Three elections have provided the country a springboard to the future. This is a clear message to the Iraqi people and the world that Iraq is moving towards its own form of democracy and self- reliance. With a stable and maturing government will come increased security, which will be good for the Iraqi people. The facilities that we are building with the Iraqis today are but the beginning of the great future this country has.

Before I take any questions, I'd like to tell you about some projects that are making or soon will be making a major impact on the lives of the Iraqi people.

In our facilities in transportation sector, which includes health, schools, police and fire, rail stations, ministry buildings and many other important areas, including roads, airports, ports, seaports and railroads, we've completed 99 percent of the schools that we are charged with, and those schools are providing a better learning environment today for the Iraqi children.

The Advanced First Responder Network, AFRN, is a data and voice communication system that provides emergency service for more than 16 million Iraqis across 14 provinces. We first used it on the 15th of December during their national elections, and as of the 1st of February, the system is fully operational. As we all know, the petroleum industry will propel Iraq into long-term self-reliance and sustainability. After investing 1.7 billion (dollars) in materials, equipment and -- on projects, Iraq is now producing 2 1/2 million barrels of oil per day.

* _JOB A_
Reproduce the passage on Iraq reconstruction from "Before I take" up to and including "of the Iraqi people.", renaming "projects" to "initiatives".
The passage on Iraq reconstruction and the listing that follows it come from unrelated sources.

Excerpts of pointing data
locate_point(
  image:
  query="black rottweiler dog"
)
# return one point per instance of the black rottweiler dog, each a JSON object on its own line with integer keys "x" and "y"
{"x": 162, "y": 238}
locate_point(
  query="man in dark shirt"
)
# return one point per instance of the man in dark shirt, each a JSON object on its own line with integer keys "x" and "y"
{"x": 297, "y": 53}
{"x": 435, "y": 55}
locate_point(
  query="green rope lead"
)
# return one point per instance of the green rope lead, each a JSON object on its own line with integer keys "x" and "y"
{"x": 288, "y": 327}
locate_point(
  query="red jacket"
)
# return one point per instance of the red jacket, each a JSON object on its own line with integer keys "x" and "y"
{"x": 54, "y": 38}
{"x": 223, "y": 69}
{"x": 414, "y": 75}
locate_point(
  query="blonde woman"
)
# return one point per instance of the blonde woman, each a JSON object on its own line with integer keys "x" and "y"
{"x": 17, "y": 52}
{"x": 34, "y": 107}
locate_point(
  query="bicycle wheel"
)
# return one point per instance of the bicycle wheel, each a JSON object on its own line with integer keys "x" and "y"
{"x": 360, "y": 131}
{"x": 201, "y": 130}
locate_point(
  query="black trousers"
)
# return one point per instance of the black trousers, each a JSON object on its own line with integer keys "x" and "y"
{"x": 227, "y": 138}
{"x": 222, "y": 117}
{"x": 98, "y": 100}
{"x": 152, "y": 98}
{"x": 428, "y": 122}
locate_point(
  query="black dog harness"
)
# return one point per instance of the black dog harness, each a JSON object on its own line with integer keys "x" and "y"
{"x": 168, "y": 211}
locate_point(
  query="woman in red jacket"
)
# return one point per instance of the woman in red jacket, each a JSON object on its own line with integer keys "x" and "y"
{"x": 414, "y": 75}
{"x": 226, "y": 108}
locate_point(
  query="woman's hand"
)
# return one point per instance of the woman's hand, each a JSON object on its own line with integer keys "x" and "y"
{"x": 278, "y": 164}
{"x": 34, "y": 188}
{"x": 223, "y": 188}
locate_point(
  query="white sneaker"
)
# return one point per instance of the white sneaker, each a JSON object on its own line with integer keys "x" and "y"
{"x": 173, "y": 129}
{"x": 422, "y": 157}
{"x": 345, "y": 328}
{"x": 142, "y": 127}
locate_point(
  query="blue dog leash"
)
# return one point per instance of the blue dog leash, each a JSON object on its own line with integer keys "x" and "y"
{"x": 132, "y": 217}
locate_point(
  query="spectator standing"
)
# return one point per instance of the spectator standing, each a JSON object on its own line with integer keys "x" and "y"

* _JOB B_
Pull out every line of the listing that contains the string "rottweiler", treating case as significant.

* _WRITTEN RESPONSE A_
Before I take any questions, I'd like to tell you about some initiatives that are making or soon will be making a major impact on the lives of the Iraqi people.

* _WRITTEN RESPONSE B_
  query="black rottweiler dog"
# return one point per instance of the black rottweiler dog, each a JSON object on its own line with integer keys "x" and "y"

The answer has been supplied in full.